* WHAT IS ASKED: Reproduce word for word the part of the records that begins with the line containing "point like [120,387]." and continues through the end of the records, with both of those ends included.

* DATASET ROWS:

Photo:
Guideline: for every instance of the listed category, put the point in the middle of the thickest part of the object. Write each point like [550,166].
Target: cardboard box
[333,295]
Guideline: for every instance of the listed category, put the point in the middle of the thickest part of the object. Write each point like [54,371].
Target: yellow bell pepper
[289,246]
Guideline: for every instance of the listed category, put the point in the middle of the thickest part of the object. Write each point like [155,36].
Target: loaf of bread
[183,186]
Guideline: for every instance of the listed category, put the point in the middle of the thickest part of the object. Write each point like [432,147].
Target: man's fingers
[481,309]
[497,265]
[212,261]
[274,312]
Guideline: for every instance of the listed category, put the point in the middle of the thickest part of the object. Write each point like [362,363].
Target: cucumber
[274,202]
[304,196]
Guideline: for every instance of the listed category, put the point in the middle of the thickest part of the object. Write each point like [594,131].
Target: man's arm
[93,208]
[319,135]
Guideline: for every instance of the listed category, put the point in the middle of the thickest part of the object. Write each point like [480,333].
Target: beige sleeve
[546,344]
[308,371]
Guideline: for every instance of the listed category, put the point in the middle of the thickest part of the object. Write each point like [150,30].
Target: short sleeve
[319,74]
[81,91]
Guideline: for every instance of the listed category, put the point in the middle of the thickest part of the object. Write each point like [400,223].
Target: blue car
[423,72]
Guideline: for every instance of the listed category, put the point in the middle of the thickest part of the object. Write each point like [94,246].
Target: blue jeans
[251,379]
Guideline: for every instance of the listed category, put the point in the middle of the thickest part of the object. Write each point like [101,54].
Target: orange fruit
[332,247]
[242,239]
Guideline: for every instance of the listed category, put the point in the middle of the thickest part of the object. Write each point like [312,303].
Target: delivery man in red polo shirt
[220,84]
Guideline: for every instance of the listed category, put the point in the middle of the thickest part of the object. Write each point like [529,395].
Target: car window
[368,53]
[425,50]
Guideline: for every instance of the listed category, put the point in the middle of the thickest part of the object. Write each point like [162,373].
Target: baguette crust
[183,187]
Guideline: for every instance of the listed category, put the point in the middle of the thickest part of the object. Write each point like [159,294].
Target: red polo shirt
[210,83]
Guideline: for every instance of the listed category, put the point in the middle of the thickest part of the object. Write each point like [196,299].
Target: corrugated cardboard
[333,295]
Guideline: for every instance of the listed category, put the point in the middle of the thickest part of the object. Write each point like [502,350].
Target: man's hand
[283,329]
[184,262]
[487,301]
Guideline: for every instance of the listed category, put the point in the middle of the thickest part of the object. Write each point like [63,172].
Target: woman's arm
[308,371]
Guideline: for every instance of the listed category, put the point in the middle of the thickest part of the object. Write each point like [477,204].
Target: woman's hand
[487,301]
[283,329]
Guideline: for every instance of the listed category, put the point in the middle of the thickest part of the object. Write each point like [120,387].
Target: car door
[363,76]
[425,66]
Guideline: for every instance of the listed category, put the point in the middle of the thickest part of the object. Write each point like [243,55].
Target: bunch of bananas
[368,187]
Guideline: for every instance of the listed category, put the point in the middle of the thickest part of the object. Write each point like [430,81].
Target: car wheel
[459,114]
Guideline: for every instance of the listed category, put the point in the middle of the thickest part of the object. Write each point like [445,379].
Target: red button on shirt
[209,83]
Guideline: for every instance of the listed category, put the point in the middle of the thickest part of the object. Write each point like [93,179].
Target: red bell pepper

* WRITTEN REPLY:
Guideline: for every instance of the listed category, put the point in the middle of the thickest part of the object. Write each point like [120,387].
Target: car door
[363,76]
[425,66]
Guideline: for every instance of the listed category, put the point in the middle of the thickest part of the object. Write each point like [243,55].
Target: bunch of bananas
[368,187]
Guideline: for every instance of the listed category, put the point in the middle of the thickest part of the object. Write each point like [430,81].
Target: car wheel
[459,114]
Guideline: for every instance of the listed category, put the point in the middle of the thickest part of the object. Write each point like [445,379].
Target: red button on shirt
[209,83]
Guideline: for every instance of the listed category, put the point in the middle of the thickest part of the object. Write each point like [93,179].
Target: red bell pepper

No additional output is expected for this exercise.